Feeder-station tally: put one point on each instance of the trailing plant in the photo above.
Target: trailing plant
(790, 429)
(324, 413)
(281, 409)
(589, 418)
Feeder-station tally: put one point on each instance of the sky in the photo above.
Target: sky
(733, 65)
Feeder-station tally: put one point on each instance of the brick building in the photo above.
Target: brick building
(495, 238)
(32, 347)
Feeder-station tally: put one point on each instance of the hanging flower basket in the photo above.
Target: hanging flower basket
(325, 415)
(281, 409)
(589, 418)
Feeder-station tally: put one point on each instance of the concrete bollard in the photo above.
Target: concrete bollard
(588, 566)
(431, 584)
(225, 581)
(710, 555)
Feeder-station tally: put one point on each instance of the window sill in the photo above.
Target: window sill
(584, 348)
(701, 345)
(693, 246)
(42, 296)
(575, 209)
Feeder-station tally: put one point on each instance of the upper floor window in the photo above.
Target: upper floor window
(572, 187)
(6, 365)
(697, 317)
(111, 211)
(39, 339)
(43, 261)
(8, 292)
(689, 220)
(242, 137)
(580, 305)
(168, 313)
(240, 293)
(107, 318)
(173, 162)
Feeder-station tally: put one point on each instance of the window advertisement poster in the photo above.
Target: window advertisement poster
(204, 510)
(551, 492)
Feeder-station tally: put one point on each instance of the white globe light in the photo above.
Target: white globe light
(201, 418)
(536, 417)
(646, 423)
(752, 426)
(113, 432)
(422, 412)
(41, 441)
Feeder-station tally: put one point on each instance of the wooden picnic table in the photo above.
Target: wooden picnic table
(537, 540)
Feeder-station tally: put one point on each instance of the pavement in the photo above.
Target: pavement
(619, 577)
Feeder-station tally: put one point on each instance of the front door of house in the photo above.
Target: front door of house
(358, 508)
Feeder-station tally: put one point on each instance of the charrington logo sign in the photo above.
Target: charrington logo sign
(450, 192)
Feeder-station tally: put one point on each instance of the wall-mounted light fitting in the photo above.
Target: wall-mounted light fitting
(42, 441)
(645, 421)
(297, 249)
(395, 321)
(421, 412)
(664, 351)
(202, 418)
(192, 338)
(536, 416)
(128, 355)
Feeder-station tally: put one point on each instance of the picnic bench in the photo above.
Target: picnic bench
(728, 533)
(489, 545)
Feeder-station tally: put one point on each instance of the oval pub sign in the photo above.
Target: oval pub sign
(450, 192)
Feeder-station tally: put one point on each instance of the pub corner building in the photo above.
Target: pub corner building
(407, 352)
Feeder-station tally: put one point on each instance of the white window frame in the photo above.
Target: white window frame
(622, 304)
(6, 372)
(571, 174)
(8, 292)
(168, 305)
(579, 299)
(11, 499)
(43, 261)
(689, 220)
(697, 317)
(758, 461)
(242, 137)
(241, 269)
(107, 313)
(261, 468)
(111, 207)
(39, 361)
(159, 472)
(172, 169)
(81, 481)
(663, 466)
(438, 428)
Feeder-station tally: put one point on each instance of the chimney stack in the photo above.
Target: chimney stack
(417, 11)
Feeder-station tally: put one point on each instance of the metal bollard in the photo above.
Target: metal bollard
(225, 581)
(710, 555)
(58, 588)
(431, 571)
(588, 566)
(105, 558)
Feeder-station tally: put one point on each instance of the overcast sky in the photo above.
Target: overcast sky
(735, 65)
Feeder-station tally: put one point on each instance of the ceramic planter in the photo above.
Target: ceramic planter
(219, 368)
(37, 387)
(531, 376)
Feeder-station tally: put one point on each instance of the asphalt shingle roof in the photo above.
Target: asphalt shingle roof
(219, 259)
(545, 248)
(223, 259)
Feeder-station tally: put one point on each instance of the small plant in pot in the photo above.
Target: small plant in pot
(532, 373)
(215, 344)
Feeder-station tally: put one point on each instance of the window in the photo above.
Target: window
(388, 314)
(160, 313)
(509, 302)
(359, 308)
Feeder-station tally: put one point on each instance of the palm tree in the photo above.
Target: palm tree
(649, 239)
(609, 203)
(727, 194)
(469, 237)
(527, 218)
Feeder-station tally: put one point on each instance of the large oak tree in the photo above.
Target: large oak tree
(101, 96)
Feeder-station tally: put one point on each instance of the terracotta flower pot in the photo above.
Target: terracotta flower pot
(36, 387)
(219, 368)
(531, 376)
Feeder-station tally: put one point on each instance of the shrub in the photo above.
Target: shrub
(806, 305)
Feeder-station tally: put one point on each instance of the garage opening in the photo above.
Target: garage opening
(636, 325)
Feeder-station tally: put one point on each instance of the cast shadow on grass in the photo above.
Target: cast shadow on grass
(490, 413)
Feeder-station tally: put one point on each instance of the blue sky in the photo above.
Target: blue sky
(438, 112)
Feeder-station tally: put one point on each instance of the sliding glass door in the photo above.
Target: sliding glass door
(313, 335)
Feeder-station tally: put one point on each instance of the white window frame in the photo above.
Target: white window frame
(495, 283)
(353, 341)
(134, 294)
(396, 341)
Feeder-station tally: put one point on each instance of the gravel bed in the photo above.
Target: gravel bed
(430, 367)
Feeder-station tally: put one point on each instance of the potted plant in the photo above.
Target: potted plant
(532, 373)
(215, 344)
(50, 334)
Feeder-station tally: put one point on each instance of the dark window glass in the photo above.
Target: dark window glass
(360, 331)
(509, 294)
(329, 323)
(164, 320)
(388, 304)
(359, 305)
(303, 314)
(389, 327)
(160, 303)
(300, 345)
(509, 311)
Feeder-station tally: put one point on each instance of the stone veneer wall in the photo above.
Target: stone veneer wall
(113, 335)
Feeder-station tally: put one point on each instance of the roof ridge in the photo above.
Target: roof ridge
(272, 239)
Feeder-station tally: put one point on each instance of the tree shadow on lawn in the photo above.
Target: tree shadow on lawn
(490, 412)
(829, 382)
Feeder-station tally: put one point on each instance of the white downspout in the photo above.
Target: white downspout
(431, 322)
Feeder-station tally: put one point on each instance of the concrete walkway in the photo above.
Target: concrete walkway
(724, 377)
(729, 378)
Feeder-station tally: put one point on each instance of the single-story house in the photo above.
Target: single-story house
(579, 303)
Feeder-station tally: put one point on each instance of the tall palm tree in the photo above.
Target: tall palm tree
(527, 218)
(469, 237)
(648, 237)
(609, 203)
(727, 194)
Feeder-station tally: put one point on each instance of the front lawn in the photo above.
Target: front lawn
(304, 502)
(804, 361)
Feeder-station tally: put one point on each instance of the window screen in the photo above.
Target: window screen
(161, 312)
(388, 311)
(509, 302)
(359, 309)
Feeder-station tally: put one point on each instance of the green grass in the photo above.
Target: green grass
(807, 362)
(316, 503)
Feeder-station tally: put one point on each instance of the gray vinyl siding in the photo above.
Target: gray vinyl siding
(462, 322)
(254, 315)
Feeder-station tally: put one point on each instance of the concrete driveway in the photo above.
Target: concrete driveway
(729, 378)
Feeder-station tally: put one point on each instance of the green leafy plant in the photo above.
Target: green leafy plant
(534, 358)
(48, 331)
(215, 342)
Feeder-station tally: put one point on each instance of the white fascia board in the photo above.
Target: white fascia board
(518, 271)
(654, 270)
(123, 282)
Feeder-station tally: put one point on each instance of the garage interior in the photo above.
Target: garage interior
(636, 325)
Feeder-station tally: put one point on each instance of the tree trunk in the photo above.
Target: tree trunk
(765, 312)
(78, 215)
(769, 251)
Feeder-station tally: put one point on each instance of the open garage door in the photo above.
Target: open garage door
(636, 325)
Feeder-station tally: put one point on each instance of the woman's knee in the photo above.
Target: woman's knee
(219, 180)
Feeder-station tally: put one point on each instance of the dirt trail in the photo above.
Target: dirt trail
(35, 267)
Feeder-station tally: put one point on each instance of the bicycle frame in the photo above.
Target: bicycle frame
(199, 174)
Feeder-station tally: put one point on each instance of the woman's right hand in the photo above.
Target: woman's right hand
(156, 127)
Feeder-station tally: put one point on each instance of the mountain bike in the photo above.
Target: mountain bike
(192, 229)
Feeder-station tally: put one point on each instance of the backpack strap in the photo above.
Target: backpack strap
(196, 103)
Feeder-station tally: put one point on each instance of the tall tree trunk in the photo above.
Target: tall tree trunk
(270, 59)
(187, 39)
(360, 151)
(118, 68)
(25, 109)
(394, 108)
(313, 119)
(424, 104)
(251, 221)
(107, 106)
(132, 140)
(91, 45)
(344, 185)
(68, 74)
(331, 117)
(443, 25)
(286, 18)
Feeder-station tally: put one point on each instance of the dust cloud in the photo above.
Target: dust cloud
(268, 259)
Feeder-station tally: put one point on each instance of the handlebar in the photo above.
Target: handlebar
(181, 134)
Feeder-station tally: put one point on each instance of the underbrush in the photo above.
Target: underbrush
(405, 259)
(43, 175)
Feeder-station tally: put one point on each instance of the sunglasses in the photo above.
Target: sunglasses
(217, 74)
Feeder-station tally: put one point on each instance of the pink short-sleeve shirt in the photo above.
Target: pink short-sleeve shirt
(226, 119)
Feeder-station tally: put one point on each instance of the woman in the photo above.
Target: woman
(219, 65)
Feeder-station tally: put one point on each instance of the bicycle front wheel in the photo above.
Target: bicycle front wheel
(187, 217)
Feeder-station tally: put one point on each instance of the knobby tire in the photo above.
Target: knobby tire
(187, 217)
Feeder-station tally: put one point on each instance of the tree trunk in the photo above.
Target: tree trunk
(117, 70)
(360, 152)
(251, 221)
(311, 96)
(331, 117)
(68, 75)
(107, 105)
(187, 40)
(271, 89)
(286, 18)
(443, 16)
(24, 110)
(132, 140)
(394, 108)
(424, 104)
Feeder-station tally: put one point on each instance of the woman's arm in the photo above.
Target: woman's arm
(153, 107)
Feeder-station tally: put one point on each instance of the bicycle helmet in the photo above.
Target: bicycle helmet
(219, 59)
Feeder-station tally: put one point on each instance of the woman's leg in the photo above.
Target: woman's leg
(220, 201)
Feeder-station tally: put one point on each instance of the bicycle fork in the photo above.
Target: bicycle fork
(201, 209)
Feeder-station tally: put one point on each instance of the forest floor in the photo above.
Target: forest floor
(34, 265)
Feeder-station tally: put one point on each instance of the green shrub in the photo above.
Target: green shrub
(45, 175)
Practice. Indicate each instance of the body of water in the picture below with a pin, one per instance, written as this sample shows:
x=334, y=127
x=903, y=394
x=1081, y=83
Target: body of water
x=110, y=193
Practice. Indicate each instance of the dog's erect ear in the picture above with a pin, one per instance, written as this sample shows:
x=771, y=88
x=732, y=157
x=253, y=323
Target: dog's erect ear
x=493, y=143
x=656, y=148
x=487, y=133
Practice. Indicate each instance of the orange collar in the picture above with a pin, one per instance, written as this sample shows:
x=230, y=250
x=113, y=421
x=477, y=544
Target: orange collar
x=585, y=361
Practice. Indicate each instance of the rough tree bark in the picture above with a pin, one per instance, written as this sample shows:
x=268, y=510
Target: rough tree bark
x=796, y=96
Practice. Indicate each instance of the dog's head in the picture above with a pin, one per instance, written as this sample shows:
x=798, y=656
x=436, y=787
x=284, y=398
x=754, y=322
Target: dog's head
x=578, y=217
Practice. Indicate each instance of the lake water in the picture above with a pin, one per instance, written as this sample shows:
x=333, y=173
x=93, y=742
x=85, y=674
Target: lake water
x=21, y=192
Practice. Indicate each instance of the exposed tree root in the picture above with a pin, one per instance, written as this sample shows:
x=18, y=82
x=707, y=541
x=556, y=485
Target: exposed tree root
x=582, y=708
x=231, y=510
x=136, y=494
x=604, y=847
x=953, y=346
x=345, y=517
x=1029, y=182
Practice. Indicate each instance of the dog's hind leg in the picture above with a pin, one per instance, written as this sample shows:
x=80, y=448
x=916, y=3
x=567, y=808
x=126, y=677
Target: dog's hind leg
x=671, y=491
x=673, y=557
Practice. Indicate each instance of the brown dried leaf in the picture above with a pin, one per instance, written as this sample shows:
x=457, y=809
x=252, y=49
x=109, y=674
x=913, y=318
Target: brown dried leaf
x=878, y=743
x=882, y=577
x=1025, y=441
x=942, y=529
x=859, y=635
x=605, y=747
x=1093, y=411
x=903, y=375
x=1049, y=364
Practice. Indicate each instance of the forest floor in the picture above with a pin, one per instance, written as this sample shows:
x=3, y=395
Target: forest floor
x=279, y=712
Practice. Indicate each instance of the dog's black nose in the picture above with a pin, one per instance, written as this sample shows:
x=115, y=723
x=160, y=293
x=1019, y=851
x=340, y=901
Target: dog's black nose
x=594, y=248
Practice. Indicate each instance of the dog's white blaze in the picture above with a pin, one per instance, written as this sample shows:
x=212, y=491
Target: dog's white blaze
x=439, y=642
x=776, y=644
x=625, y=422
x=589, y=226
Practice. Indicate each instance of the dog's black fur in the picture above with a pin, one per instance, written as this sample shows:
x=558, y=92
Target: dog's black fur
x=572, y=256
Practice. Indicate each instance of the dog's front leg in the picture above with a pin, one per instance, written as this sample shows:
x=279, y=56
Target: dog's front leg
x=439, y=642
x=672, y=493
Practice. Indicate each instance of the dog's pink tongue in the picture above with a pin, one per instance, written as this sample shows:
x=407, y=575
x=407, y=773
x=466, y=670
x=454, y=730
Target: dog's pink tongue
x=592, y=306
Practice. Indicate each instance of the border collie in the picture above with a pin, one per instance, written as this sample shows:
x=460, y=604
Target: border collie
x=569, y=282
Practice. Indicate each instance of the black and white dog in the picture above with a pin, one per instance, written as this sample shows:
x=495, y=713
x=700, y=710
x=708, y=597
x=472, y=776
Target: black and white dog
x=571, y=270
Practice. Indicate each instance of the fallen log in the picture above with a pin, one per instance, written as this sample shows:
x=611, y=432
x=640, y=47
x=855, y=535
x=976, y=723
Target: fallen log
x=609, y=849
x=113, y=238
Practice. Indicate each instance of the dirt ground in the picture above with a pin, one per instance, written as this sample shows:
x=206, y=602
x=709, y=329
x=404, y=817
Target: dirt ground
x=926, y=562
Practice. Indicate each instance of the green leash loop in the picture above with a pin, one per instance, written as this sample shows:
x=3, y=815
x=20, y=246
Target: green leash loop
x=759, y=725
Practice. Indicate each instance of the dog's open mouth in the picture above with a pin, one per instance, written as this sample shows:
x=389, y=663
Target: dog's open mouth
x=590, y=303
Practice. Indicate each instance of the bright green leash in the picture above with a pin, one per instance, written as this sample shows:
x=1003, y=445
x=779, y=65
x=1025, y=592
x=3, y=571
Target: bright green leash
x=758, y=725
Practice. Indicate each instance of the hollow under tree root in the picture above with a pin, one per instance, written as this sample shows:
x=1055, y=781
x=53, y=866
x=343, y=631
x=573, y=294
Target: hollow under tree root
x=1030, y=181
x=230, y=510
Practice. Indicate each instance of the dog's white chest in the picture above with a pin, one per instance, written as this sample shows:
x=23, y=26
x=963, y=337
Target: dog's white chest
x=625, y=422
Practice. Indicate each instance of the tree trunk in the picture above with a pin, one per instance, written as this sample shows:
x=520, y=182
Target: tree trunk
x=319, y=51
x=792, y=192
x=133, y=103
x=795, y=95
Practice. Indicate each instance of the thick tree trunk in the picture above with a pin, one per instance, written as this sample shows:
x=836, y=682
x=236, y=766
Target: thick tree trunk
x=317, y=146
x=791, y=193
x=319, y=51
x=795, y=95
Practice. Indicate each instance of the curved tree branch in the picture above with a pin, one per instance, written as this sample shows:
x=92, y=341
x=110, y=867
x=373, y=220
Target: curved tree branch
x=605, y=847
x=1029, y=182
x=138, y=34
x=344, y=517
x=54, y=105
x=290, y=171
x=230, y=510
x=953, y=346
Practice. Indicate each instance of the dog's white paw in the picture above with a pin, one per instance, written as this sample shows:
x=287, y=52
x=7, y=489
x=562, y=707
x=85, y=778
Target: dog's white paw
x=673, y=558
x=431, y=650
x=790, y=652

--------------------------------------------------

● EXERCISE BRIEF
Beginning at the line with "Practice. Indicate each instance of the brown" and ending at the line with "x=913, y=318", reproduce each line of the data above exactly, and add no other lines.

● RESULT FOR THIS EXERCISE
Practice. Indicate each instance of the brown dried leaf in the picture above with a pin, one per instance, written as this sample shows:
x=457, y=809
x=252, y=49
x=109, y=674
x=913, y=318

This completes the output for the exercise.